Text under study

★ ★ ★

Ebenezer Don Carlos Bassett (October 16, 1833 – November 13, 1908) was United States Ambassador to Haiti from 1869 to 1877. He was the first African American diplomat and the fourth U.S. ambassador to Haiti since the two countries established relations in 1862. His mother was Pequot. From 1857 to 1869 he was the principal of the Institute for Colored Youth in Philadelphia.

Ebenezer Bassett was appointed as new leaders emerged among free African Americans after the American Civil War. An educator, abolitionist, and civil rights activist, Bassett was the U.S. diplomatic envoy in 1869 to Haiti, the "Black Republic" of the Western Hemisphere. Through eight years of bloody civil war and coups d'état there, Bassett served in one of the most crucial, but difficult postings of his time. Haiti was of strategic importance in the Caribbean basin for its shipping lanes and as a naval coaling station.

Early life
Born in Derby, Connecticut, Ebenezer D. Bassett was from a community that had a strong tradition of owning their own property, running their own businesses, and playing important leadership roles. Among this community, the Bassetts stood out as astute and prominent. Bassett's father Eben Tobias, as well as his grandfather Tobiah, had the distinction of being elected "Black Governor" in Connecticut, an unofficial honorific among the black community.

★ ★ ★

Supplied entries
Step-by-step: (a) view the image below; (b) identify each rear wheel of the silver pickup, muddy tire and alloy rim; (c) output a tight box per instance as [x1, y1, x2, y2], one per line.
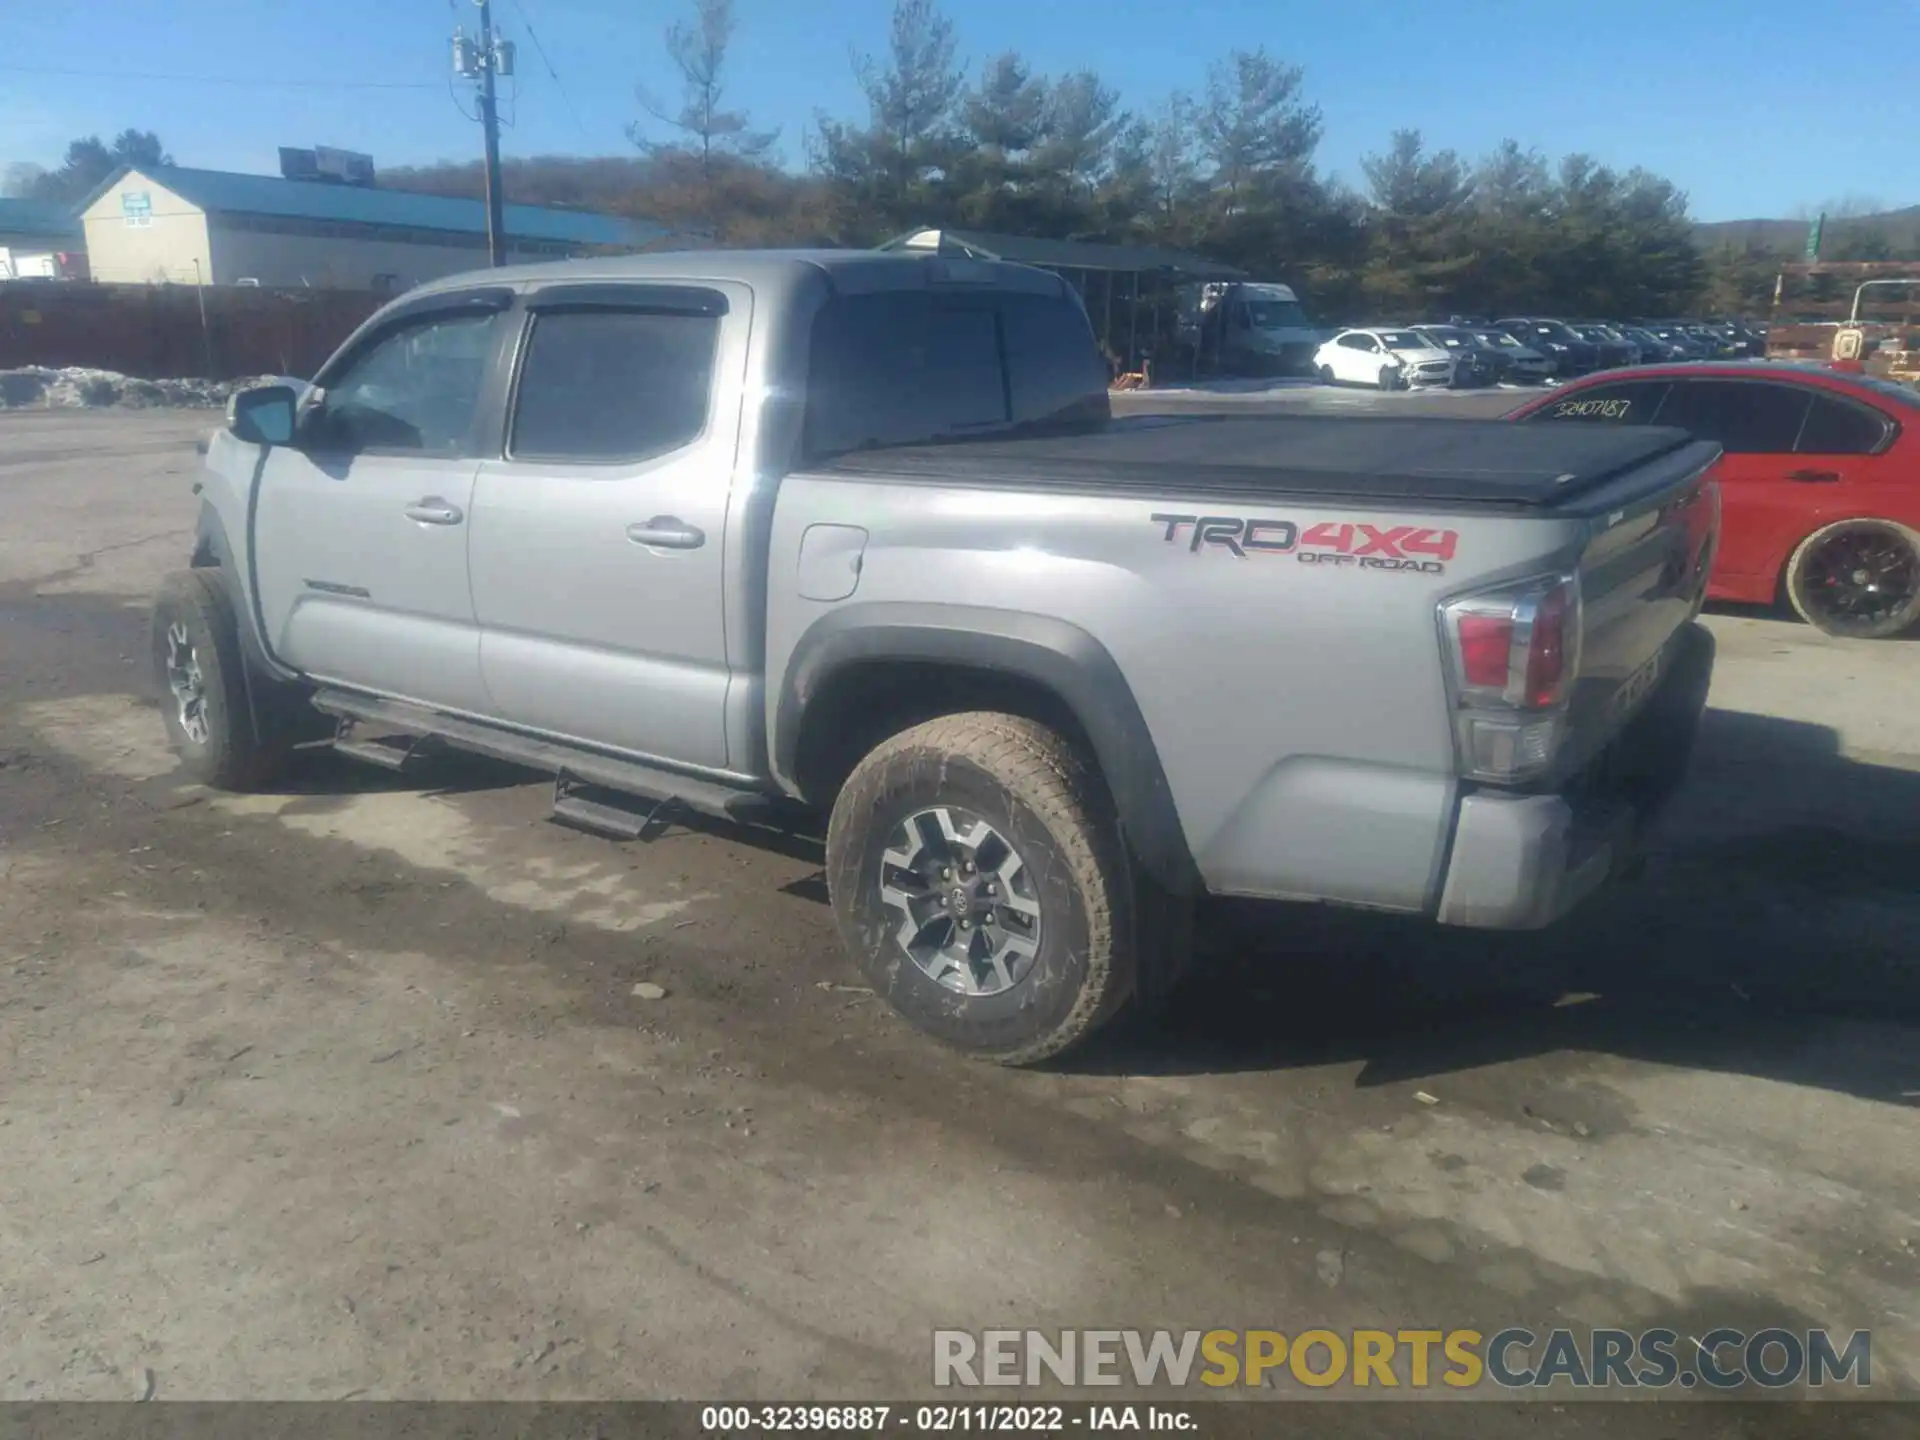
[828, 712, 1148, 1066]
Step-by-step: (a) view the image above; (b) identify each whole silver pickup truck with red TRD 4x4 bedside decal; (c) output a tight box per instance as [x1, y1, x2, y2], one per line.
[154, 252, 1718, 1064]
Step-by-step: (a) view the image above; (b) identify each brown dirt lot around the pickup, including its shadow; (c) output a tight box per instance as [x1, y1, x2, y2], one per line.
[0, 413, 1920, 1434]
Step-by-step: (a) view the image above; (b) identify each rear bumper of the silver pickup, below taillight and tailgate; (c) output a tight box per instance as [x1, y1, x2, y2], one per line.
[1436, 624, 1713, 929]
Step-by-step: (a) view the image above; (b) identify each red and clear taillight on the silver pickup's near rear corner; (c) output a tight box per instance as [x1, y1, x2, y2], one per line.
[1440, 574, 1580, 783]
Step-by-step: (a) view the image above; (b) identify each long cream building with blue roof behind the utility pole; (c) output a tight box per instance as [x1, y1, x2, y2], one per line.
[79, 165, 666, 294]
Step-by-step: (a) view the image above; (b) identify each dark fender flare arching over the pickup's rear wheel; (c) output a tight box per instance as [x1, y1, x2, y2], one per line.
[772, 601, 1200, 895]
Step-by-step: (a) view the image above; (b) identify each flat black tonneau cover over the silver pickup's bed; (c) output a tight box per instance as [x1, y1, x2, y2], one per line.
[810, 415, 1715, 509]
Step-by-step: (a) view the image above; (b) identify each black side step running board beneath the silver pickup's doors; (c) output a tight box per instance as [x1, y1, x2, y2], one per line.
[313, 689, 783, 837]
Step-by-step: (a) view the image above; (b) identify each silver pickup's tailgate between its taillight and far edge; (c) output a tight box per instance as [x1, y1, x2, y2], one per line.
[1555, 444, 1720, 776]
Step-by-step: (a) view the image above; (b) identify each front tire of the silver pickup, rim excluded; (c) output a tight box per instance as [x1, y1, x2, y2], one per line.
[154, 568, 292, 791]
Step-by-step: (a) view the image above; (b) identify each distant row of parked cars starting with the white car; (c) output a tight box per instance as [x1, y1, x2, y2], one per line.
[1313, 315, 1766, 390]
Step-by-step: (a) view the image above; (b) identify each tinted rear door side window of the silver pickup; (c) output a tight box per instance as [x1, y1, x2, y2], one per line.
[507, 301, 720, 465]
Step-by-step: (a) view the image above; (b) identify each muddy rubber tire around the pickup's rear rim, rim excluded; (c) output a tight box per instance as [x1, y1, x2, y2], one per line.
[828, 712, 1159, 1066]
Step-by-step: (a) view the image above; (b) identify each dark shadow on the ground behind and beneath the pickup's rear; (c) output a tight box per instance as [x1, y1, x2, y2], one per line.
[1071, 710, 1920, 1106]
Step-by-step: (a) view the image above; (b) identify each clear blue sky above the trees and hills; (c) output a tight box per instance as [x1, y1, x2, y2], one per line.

★ ★ ★

Exercise 1
Please answer these questions on the biography of Ebenezer Bassett:
(a) During which years was Bassett principal of the Institute for Colored Youth?
(b) In what town was he born?
(c) What unofficial honorific did his father and grandfather both receive?
Exercise 2
Write a continuation of the biography of Ebenezer Bassett, starting after its last sentence.
The records have no part in this work.

Task output 1
(a) From 1857 to 1869.
(b) Derby, Connecticut.
(c) "Black Governor."

Task output 2
Both Bassett's parents ensured that their son would receive the best education possible. In a step rare for any students of the mid-19th century, Bassett attended college in his home state. In 1853 he was the first black student to attend the Connecticut Normal School (now Central Connecticut State University). After graduation Bassett taught school in New Haven, where he met and became friends with the abolitionist Frederick Douglass.

Educator and activist

Soon Bassett was offered the chance to teach at a progressive new all-Black high school in Philadelphia. At the time, he was teaching at the Institute for Colored Youth (ICY). It later became Cheyney University of Pennsylvania, the earliest college dedicated to educating Black youth in the country. There he focused on Latin, Greek, mathematics and science, becoming principal after one year. Among his students was John H. Smythe, who would also become a diplomat, Smythe to Liberia. But Pennsylvania, like the rest of the country, was soon dragged into the American Civil War.

Ebenezer Bassett also became one of Philadelphia's leading voices for abolition of slavery and emancipation of the nearly four million enslaved Blacks. Bassett used ICY as a base to recruit Blacks to serve in the Union Army. He hastened to invite many of the national civil rights leaders who had become colleagues. Just days after the Battle of Gettysburg, Bassett and other Black leaders organized a recruiting drive for Black soldiers. Bassett had the honor of being the second speaker of the night, making his speech immediately preceding Frederick Douglass.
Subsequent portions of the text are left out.